§ **TASK REQUIREMENTS**: Turn the lines of the material below into a Markdown table with the columns Row and Text, skipping any blank lines. Begin at the line that contains "annotation. Detect street" and continue through the end of the material.
** Start RECORDS **
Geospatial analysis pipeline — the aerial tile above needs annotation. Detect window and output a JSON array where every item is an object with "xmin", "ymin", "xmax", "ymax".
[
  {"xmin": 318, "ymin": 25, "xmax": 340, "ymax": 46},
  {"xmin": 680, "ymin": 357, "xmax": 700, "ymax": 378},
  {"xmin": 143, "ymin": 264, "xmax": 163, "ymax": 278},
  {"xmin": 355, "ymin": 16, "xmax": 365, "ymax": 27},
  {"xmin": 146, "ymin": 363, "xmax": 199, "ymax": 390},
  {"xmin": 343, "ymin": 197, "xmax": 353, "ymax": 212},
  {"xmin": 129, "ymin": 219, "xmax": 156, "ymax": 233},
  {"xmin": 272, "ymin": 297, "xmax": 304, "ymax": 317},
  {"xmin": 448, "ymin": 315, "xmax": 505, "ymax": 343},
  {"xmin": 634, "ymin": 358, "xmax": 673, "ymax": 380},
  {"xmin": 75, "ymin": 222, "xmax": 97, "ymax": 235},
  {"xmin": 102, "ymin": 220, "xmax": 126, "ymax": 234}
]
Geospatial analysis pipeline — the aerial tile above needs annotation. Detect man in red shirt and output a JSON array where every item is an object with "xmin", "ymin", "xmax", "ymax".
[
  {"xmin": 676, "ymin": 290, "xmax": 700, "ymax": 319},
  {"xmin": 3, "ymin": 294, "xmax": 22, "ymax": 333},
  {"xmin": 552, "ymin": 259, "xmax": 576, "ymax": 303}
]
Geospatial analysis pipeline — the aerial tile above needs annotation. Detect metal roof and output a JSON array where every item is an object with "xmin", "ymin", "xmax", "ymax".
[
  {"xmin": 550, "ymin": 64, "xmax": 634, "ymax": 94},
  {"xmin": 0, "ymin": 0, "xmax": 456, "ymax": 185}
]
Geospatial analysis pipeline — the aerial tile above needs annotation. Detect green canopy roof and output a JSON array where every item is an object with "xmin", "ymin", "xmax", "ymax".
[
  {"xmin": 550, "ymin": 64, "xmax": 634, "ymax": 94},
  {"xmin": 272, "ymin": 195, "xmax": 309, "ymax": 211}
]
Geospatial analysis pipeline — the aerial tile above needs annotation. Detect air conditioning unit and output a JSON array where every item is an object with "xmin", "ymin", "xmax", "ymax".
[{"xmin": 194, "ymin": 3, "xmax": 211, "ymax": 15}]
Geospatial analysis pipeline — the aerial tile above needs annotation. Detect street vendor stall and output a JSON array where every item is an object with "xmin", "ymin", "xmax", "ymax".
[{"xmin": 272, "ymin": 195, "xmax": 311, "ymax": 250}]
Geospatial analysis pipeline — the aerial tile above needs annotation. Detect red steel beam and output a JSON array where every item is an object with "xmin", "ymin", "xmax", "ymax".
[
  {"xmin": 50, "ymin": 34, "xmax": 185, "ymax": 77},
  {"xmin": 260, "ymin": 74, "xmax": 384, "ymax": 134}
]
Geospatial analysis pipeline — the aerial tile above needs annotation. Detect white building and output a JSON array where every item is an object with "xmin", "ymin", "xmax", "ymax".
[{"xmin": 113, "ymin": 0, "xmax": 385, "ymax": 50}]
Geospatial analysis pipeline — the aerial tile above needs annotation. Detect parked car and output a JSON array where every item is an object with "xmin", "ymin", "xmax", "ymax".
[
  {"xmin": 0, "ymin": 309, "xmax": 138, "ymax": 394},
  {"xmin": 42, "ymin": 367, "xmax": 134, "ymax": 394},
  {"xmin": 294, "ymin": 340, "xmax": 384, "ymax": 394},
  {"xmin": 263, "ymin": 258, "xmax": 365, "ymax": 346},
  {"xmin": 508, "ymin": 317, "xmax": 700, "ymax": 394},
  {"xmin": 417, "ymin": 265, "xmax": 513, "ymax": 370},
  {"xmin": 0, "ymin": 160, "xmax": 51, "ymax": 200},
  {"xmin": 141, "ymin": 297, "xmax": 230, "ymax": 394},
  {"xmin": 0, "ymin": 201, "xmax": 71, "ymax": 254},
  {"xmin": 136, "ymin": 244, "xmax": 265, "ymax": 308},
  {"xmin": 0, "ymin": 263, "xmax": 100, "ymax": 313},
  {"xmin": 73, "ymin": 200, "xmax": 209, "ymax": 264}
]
** End RECORDS **
§ **RESULT OF THIS TASK**:
| Row | Text |
|---|---|
| 1 | Geospatial analysis pipeline — the aerial tile above needs annotation. Detect street vendor stall and output a JSON array where every item is an object with "xmin", "ymin", "xmax", "ymax". |
| 2 | [{"xmin": 272, "ymin": 195, "xmax": 311, "ymax": 250}] |
| 3 | Geospatial analysis pipeline — the aerial tile above needs annotation. Detect red steel beam and output a JSON array where every item is an object with "xmin", "ymin", "xmax", "ymax". |
| 4 | [ |
| 5 |   {"xmin": 50, "ymin": 34, "xmax": 185, "ymax": 77}, |
| 6 |   {"xmin": 260, "ymin": 74, "xmax": 384, "ymax": 134} |
| 7 | ] |
| 8 | Geospatial analysis pipeline — the aerial tile above needs annotation. Detect white building and output a JSON array where every item is an object with "xmin", "ymin", "xmax", "ymax". |
| 9 | [{"xmin": 113, "ymin": 0, "xmax": 385, "ymax": 50}] |
| 10 | Geospatial analysis pipeline — the aerial tile above needs annotation. Detect parked car and output a JSON array where every item is an object with "xmin", "ymin", "xmax", "ymax". |
| 11 | [ |
| 12 |   {"xmin": 0, "ymin": 309, "xmax": 138, "ymax": 394}, |
| 13 |   {"xmin": 42, "ymin": 367, "xmax": 134, "ymax": 394}, |
| 14 |   {"xmin": 294, "ymin": 340, "xmax": 384, "ymax": 394}, |
| 15 |   {"xmin": 263, "ymin": 258, "xmax": 365, "ymax": 346}, |
| 16 |   {"xmin": 508, "ymin": 317, "xmax": 700, "ymax": 394}, |
| 17 |   {"xmin": 417, "ymin": 265, "xmax": 513, "ymax": 370}, |
| 18 |   {"xmin": 0, "ymin": 160, "xmax": 51, "ymax": 200}, |
| 19 |   {"xmin": 141, "ymin": 297, "xmax": 230, "ymax": 394}, |
| 20 |   {"xmin": 0, "ymin": 201, "xmax": 71, "ymax": 254}, |
| 21 |   {"xmin": 136, "ymin": 244, "xmax": 265, "ymax": 308}, |
| 22 |   {"xmin": 0, "ymin": 263, "xmax": 100, "ymax": 313}, |
| 23 |   {"xmin": 73, "ymin": 200, "xmax": 209, "ymax": 264} |
| 24 | ] |